DESCRIPTION OF THE TASK ▸ Return the records, each one exactly as written.

Point-per-instance localization data:
---*---

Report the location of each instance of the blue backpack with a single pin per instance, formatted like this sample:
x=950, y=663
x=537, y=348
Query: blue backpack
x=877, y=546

---*---

REPLY TO THE TASK ▸
Report the location of each instance of the blue backpack with a single pin per instance, formatted like this sample:
x=950, y=663
x=537, y=348
Query: blue backpack
x=877, y=546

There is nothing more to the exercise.